> Pasaje citado:

Lectura del santo Evangelio según san Juan 6, 1-15
Jesús atravesó el mar de Galilea, llamado Tiberíades. Lo seguía una gran multitud, al ver los signos que hacía curando a los enfermos. Jesús subió a la montaña y se sentó allí con sus discípulos. Se acercaba la Pascua, la fiesta de los judíos. Al levantar los ojos, Jesús vio que una gran multitud acudía a él y dijo a Felipe: «¿Dónde compraremos pan para darles de comer?» El decía esto para ponerlo a prueba, porque sabía bien lo que iba a hacer. Felipe le respondió: «Doscientos denarios no bastarían para que cada uno pudiera comer un pedazo de pan» Uno de sus discípulos, Andrés, el hermano de Simón Pedro, le dijo: «Aquí hay un niño que tiene cinco panes de cebada y dos pescados, pero ¿qué es esto para tanta gente?» Jesús le respondió: «Háganlos sentar» Había mucho pasto en ese lugar. Todos se sentaron y eran unos cinco mil hombres. Jesús tomó los panes, dio gracias y los distribuyó a los que estaban sentados. Lo mismo hizo con los pescados, dándoles todo lo que quisieron. Cuando todos quedaron satisfechos, Jesús dijo a sus discípulos: «Recojan los pedazos que sobran, para que no se pierda nada» Los recogieron y llenaron doce canastas con los pedazos que sobraron de los cinco panes de cebada. Al ver el signo que Jesús acababa de hacer, la gente decía: «Este es, verdaderamente, el Profeta que debe venir al mundo» Jesús, sabiendo que querían apoderarse de él para hacerlo rey, se retiró otra vez solo a la montaña.

> Extractos de entradas:
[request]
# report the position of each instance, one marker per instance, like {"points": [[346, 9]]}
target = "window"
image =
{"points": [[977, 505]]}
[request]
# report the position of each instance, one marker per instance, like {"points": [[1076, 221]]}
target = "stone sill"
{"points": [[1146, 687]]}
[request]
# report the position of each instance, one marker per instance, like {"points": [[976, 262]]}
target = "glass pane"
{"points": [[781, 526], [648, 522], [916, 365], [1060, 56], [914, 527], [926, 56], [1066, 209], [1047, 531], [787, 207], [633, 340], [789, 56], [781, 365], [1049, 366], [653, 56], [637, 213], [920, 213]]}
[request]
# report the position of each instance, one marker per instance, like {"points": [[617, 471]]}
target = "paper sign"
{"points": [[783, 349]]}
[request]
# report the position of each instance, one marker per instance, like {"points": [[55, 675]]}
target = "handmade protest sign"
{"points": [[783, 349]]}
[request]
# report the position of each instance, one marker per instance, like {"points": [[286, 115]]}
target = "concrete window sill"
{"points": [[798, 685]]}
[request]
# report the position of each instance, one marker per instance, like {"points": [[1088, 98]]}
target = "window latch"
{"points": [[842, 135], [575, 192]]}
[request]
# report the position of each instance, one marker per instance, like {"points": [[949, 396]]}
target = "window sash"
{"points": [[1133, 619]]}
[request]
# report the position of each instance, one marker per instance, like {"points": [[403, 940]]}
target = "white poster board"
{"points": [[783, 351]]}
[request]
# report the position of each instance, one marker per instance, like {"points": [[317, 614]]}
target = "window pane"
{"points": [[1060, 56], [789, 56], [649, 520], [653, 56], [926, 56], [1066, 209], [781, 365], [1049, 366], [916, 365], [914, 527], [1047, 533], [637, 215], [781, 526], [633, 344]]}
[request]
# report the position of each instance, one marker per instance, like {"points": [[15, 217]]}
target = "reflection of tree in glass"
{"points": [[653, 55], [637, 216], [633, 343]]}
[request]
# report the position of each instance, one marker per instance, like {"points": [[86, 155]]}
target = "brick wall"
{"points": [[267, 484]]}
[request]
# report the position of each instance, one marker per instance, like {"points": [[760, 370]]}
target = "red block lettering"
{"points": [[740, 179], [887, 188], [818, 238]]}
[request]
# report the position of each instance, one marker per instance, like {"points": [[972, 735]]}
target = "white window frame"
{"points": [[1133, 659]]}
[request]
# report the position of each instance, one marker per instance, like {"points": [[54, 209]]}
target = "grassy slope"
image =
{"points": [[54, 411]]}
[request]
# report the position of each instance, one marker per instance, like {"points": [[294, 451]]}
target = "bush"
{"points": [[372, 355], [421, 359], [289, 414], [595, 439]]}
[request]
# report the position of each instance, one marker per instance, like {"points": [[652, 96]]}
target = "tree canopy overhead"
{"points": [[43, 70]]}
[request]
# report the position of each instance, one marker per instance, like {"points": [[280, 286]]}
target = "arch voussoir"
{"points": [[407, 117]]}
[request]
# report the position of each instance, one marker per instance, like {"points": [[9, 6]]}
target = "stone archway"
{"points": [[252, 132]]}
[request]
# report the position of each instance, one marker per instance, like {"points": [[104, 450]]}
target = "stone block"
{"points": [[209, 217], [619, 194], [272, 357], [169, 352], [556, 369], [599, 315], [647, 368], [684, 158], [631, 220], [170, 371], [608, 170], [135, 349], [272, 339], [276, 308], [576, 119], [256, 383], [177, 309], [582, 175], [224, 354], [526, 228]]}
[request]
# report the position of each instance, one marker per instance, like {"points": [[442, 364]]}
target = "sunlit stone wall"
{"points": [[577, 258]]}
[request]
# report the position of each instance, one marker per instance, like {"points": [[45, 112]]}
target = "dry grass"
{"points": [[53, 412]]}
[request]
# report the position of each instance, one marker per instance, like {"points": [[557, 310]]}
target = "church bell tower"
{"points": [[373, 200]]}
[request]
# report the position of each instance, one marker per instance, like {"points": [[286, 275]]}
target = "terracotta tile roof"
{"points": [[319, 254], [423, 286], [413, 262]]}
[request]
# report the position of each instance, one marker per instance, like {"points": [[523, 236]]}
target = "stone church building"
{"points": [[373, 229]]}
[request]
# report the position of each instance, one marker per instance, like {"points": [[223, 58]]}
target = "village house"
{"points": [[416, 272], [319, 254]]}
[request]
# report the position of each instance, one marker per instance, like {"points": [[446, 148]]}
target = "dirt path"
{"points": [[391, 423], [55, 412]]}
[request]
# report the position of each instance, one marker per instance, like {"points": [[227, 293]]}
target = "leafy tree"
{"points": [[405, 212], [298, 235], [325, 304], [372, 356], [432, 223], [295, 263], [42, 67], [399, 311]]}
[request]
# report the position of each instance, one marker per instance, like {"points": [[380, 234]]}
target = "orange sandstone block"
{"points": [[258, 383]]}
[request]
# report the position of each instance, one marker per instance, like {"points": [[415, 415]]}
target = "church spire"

> Instrucción: Resuma en menos palabras el párrafo del pasaje evangélico que comienza con «Jesús atravesó el mar de Galilea», conservando sus hechos principales. Las entradas son material independiente del pasaje evangélico.

> Resultado del ejercicio: Jesús cruzó el mar de Galilea, llamado Tiberíades. Lo seguía una gran multitud que había visto sus signos de curación. Poco antes de la Pascua subió a la montaña con sus discípulos. Para poner a prueba a Felipe, le preguntó dónde comprarían pan para la gente, y Felipe respondió que doscientos denarios no bastarían. Andrés señaló a un niño que tenía cinco panes de cebada y dos pescados. Jesús hizo sentar a unos cinco mil hombres, dio gracias y repartió los panes y los pescados hasta que todos quedaron satisfechos. Con los pedazos sobrantes se llenaron doce canastas. La gente lo proclamó el Profeta que debía venir al mundo. Jesús, sabiendo que querían hacerlo rey, se retiró solo a la montaña.